Supplied passage:
▼
Sisolak signs bills on mining tax, voting reform
CARSON CITY — Gov. Steve Sisolak on Wednesday signed into law two of the year’s major legislative initiatives, a new mining tax to benefit education and a wide-ranging bill on voting reforms.
Enacting the voting reform bill also aims to ensure the timely withdrawal of two pending ballot initiatives on raising sales tax and gaming license fees that, like the mining tax, would send more money to education.
The tax measure, Assembly Bill 495, was the signature effort of the session that concluded Monday, designed to send hundreds of millions of dollars directly to education. After nearly four months of session, the bill emerged just before the final week with support from key stakeholders, including the mining industry. It creates a new tiered tax structure specific to larger gold and silver mining companies and redirects the state’s existing share of mining tax revenue into school funds.
“This investment will benefit every student, educator and family in Nevada and I am so proud of the collaborative effort undertaken by stakeholders to bring this legislation over the finish line,” Sisolak said in a statement announcing the bill signing.
The voting reform bill, Assembly Bill 321, makes Nevada the sixth state to enact a permanent vote-by-mail system, among other reforms aimed to expand ballot access. Emergency mail-in balloting was enacted last summer at the height of the COVID-19 pandemic. The bill requires local elections officials to send a ballot to active registered voters for every primary and general election.
▲
Pick up the news story on Sisolak signing the mining tax and voting reform bills after its last sentence and continue writing it. None of the data is needed for the task.

Excerpts from the dataset:
▼
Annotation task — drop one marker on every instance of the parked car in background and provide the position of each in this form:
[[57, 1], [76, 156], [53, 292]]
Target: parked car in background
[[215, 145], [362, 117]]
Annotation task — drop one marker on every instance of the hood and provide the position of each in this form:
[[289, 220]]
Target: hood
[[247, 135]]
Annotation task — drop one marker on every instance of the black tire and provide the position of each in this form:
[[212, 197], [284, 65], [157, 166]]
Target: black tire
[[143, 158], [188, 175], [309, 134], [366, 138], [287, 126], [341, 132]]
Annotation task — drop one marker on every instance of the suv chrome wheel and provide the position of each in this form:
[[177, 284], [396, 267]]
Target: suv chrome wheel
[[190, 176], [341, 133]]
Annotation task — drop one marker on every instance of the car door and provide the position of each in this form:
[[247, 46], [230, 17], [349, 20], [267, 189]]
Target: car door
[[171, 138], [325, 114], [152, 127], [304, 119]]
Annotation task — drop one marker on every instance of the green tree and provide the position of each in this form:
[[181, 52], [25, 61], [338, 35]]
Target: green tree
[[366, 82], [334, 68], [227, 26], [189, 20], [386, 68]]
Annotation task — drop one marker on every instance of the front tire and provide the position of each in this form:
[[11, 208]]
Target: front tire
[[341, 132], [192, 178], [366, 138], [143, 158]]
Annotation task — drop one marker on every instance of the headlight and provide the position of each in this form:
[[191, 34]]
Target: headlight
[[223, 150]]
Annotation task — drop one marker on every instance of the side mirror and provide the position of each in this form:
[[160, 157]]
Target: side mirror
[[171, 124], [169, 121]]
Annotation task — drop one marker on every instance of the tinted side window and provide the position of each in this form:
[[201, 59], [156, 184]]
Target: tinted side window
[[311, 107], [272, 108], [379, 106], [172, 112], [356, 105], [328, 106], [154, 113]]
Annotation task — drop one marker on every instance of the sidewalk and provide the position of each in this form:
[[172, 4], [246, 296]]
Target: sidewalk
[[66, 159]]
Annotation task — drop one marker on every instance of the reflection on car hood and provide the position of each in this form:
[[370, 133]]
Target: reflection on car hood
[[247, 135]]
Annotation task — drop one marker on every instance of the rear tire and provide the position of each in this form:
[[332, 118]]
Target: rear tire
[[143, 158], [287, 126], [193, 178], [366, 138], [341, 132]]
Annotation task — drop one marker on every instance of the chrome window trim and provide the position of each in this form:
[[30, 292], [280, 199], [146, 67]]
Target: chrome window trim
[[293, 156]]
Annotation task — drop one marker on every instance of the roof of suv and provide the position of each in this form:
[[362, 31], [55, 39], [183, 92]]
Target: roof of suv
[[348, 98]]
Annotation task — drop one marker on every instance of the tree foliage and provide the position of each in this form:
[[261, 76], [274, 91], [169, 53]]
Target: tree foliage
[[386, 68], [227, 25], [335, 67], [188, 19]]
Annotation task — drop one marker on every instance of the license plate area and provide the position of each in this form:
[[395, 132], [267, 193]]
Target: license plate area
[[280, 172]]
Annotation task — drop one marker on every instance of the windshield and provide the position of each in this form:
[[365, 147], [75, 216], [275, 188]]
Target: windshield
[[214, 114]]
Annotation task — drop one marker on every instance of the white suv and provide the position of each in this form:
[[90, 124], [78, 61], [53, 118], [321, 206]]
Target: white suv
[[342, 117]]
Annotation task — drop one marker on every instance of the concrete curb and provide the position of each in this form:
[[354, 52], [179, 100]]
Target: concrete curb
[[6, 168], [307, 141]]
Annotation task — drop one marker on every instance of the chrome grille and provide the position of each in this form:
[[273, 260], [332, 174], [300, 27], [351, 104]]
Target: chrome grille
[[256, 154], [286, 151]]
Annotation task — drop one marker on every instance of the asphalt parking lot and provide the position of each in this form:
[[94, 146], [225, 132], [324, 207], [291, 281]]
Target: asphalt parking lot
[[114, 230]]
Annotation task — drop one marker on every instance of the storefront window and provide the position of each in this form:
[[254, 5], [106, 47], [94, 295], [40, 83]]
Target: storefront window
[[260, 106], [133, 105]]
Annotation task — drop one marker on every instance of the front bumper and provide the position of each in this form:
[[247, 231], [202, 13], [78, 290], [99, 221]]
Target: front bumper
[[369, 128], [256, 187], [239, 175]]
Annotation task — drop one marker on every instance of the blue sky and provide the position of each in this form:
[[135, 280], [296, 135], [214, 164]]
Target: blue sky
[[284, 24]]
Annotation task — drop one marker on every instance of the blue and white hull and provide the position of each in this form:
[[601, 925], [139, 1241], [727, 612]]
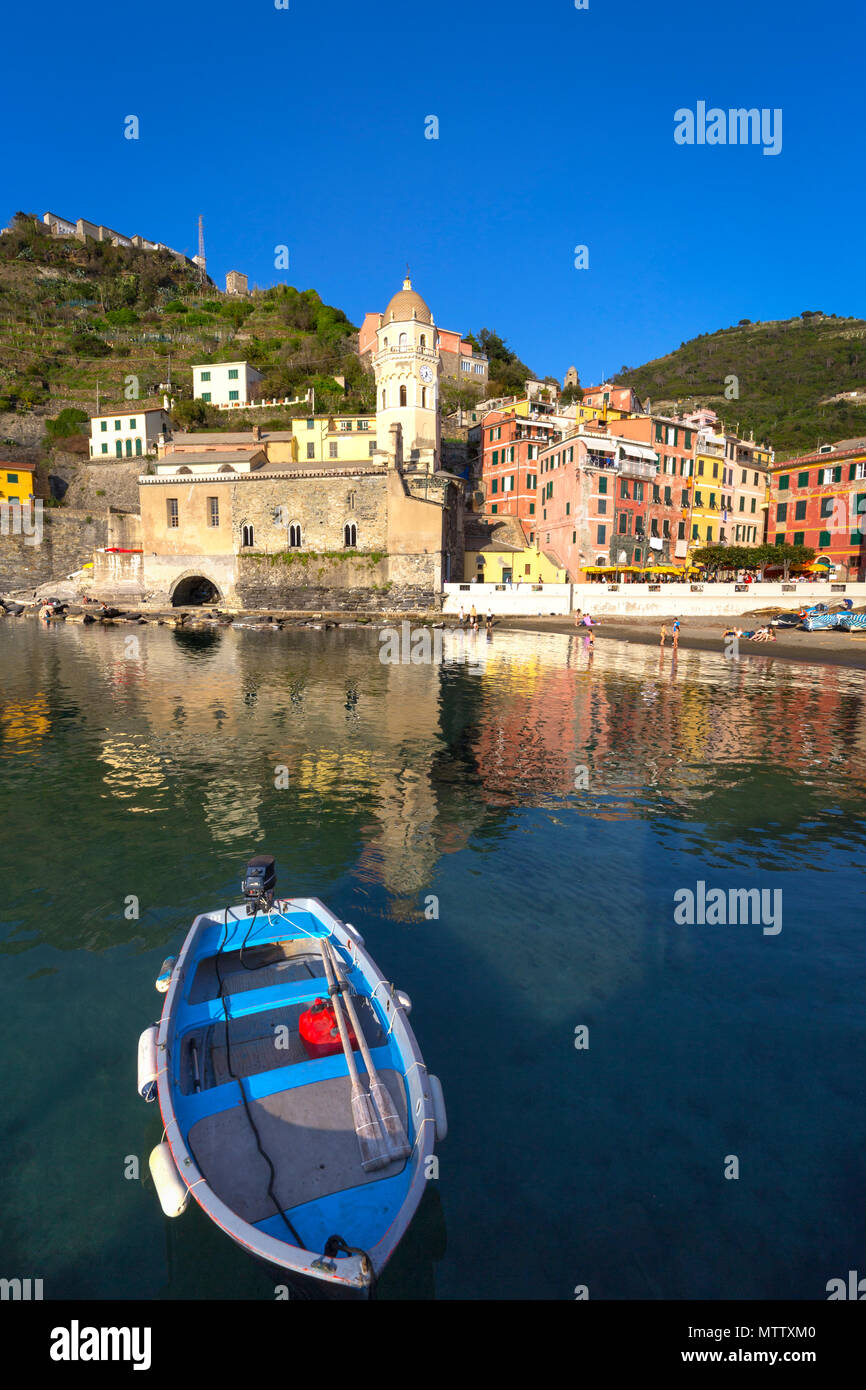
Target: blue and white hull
[[259, 1132]]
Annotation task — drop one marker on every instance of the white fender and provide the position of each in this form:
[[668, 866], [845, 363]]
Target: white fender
[[170, 1187], [438, 1098], [148, 1062], [164, 976]]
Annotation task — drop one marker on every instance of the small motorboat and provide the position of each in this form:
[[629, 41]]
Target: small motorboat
[[296, 1104]]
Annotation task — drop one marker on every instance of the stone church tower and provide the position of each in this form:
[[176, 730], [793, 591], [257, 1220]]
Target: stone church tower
[[406, 366]]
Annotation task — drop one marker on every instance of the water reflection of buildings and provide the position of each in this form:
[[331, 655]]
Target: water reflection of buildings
[[402, 762]]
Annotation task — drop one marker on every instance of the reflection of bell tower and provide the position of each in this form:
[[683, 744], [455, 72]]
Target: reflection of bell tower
[[406, 366]]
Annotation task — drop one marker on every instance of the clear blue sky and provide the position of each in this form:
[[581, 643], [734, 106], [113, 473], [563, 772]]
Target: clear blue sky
[[305, 127]]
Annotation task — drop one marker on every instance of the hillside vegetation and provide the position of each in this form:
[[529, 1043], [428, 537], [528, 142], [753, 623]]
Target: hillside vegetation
[[74, 314], [786, 373]]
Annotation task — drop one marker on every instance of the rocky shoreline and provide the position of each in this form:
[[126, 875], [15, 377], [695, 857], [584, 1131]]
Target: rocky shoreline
[[830, 648]]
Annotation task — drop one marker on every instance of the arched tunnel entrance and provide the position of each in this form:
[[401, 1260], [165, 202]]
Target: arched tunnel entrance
[[195, 591]]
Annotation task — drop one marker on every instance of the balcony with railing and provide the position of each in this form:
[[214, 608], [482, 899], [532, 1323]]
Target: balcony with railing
[[637, 469]]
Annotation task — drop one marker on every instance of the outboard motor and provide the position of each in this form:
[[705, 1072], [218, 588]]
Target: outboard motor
[[259, 884]]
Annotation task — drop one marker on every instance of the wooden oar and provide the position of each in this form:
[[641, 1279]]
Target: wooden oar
[[392, 1125], [374, 1148]]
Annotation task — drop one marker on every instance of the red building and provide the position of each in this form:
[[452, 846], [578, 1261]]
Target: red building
[[819, 501], [619, 398], [510, 445]]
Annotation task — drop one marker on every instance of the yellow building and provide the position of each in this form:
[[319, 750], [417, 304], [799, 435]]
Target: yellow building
[[496, 552], [324, 439], [17, 481], [711, 503]]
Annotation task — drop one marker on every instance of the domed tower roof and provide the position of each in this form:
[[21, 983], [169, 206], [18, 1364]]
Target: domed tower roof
[[407, 305]]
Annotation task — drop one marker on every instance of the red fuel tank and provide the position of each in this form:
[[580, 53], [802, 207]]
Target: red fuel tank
[[319, 1030]]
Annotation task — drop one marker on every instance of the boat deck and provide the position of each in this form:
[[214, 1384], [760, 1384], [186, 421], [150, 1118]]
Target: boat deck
[[309, 1137]]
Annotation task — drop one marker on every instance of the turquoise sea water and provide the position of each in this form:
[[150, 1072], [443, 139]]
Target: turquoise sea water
[[546, 804]]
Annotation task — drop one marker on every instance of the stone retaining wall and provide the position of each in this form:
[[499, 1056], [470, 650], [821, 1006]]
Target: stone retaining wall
[[68, 541]]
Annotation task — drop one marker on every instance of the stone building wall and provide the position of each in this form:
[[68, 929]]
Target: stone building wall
[[317, 583], [320, 505]]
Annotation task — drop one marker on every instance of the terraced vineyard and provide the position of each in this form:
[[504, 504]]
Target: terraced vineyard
[[84, 317]]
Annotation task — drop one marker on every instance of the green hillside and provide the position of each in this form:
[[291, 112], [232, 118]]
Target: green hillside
[[787, 371], [74, 314]]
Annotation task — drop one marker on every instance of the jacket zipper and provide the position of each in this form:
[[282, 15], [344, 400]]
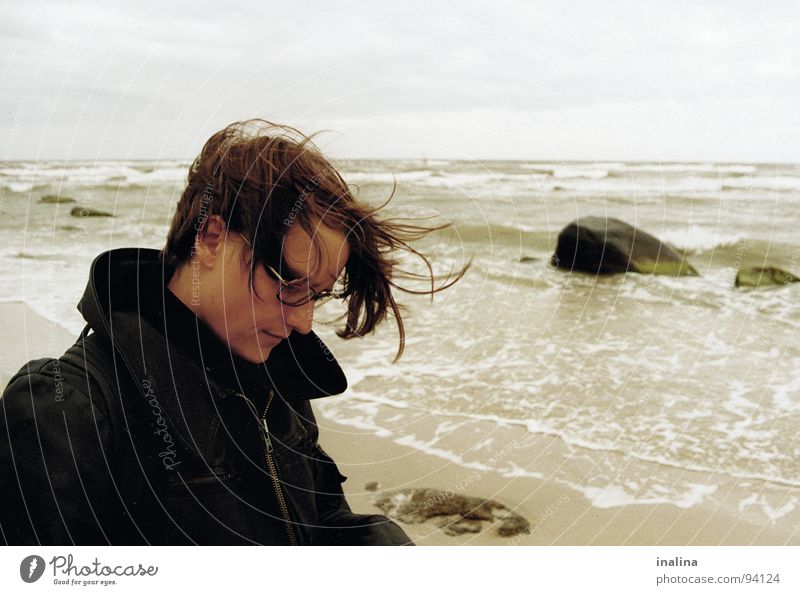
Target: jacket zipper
[[203, 479], [273, 470]]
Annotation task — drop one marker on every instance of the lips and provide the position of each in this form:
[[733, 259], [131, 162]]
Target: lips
[[271, 337]]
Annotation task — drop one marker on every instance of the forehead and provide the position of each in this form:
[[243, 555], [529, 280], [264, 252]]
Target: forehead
[[320, 258]]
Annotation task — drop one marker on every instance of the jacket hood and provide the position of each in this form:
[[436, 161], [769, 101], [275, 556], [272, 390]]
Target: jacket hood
[[301, 367]]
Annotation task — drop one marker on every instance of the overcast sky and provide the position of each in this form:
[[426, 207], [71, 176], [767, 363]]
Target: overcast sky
[[671, 80]]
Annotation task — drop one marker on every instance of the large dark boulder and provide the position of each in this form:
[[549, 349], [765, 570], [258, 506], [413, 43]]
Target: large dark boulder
[[87, 212], [762, 276], [55, 199], [603, 245]]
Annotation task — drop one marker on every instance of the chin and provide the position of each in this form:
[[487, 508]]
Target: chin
[[257, 354]]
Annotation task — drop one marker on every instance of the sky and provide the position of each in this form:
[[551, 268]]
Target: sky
[[567, 80]]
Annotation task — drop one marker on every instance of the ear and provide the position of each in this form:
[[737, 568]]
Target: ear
[[209, 244]]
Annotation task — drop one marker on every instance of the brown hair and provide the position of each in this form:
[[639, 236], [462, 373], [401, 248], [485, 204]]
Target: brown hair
[[261, 178]]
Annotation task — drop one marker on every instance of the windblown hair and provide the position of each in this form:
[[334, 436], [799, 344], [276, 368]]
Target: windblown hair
[[261, 178]]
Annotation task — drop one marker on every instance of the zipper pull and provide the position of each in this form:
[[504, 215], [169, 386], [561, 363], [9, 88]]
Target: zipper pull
[[266, 434]]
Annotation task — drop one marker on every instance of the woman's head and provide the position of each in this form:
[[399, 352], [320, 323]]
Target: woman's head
[[261, 180]]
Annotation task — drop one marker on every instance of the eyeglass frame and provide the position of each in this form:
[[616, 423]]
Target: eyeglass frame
[[311, 296]]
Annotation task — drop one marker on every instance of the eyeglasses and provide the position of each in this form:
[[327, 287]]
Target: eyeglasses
[[299, 292]]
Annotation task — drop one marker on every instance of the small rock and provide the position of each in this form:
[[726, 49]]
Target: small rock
[[759, 276], [458, 513], [459, 527], [87, 212], [513, 525]]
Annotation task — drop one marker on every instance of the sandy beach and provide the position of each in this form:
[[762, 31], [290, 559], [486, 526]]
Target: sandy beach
[[557, 514]]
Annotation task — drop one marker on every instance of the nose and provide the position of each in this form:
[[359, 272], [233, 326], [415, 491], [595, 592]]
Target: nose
[[299, 318]]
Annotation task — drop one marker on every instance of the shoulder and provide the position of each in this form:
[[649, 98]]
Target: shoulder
[[52, 393]]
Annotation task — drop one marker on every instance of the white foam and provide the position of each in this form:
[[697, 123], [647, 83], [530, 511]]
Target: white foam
[[611, 496], [774, 514], [696, 239]]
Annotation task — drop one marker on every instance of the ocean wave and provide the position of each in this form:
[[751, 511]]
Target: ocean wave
[[775, 183], [687, 168], [580, 172], [696, 239]]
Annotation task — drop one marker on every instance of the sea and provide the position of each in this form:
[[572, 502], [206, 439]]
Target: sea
[[631, 389]]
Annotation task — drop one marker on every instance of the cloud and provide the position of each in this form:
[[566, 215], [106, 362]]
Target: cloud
[[145, 79]]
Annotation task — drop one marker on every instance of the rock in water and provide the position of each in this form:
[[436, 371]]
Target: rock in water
[[760, 276], [54, 199], [601, 246], [87, 212]]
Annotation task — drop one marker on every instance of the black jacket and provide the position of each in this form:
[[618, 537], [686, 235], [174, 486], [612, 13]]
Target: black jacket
[[139, 436]]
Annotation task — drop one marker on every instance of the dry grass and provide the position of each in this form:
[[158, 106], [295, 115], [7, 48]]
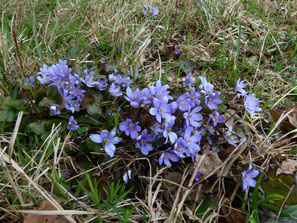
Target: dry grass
[[95, 33]]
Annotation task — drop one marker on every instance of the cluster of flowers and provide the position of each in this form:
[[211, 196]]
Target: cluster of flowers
[[178, 125], [71, 87], [148, 9], [180, 139]]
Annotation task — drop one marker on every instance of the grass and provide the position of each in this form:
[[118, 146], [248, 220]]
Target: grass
[[224, 40]]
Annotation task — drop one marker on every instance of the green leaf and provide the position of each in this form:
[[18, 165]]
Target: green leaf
[[46, 102], [94, 109], [83, 129], [49, 124], [38, 128], [8, 116], [274, 197], [186, 66], [13, 104]]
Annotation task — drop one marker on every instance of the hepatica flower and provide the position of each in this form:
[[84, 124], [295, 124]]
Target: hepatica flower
[[55, 109], [30, 81], [127, 176], [115, 90], [193, 117], [72, 124], [130, 128], [198, 175], [188, 80], [247, 178], [161, 110], [229, 136], [108, 140], [251, 104], [168, 133], [206, 87], [212, 100], [167, 156], [135, 98], [239, 88], [216, 118], [148, 9], [143, 142]]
▲
Reply to the exercise:
In statements, both the governor and Assembly Speaker Jason Frierson, D-Las Vegas, the prime legislative sponsor of the voting bill, noted Nevada’s move toward expanding ballot access at a time when Republican-controlled states are enacting measures in the other direction.
“As John Lewis said, voting is the most powerful non-violent tool we have in a democracy,” Frierson said, invoking the civil rights leader and longtime Georgia congressman who died in July. Nevada, he said, “shines as a leader in protecting this fundamental sacred right.”
An amendment to the bill, added on the last day of session Monday, also clarifies that initiative petitions that qualify to be placed on the ballot may be withdrawn up to 90 days before the election.
The language was aimed at ensuring that two initiatives for raising sales taxes and gaming licensing fees will come off the ballot in 2022. The initiatives, backed by the Clark County Education Association, were intended to boost education funding, as the new mining tax does.
The two bills were among nearly 60 the governor signed Wednesday.